Gather every line in the listing below that contains the word "faucet" and copy each one out in full.
%%
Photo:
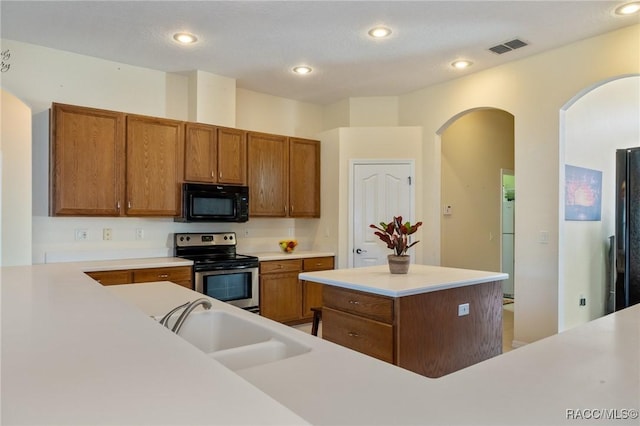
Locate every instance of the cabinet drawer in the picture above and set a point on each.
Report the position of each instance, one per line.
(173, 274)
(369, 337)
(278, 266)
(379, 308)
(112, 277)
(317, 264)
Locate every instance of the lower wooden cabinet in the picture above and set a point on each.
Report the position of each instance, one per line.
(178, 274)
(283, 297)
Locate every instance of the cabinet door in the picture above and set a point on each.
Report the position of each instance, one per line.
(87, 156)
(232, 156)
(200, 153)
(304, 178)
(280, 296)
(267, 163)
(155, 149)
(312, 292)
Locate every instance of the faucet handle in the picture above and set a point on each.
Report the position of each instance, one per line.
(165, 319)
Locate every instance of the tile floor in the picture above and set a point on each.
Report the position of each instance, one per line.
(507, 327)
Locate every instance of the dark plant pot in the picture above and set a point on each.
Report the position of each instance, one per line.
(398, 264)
%%
%%
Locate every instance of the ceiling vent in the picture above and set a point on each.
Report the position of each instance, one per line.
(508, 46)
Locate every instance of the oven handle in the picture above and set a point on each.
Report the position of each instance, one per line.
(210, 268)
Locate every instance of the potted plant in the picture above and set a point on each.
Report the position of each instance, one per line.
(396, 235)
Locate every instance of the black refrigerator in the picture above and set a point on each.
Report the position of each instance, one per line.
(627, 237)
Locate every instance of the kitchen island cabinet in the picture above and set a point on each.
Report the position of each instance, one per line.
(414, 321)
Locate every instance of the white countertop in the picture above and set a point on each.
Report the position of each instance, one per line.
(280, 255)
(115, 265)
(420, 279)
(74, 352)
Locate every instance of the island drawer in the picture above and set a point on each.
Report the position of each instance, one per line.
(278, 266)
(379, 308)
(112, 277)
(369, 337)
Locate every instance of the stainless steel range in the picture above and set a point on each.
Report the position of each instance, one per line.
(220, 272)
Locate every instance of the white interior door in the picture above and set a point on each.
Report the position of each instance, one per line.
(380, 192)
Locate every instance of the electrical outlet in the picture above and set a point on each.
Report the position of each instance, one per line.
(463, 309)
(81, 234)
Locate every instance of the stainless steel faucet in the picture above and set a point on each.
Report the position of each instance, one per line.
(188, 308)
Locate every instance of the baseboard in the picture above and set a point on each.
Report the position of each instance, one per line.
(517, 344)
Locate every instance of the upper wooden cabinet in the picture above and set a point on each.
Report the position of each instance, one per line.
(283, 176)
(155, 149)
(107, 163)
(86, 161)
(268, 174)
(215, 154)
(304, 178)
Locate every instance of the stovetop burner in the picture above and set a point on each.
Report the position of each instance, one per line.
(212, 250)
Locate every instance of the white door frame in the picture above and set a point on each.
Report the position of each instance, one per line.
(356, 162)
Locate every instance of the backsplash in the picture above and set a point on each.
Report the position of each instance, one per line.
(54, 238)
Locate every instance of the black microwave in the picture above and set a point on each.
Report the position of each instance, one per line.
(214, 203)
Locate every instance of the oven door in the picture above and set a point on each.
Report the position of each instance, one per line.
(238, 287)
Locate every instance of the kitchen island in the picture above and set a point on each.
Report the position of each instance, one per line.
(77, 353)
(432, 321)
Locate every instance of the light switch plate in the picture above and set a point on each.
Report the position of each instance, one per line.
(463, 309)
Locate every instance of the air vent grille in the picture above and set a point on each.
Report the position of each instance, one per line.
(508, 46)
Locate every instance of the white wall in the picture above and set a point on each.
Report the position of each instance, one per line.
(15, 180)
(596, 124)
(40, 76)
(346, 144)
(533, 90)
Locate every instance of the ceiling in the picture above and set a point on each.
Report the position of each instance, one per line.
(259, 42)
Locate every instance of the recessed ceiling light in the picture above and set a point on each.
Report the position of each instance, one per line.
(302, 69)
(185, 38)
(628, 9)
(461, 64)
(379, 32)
%%
**Full solution:**
Locate every instance of the faucet handle in the picture above and set a point on each.
Locate every instance of the stainless steel faucet in the picture above and set a point on each.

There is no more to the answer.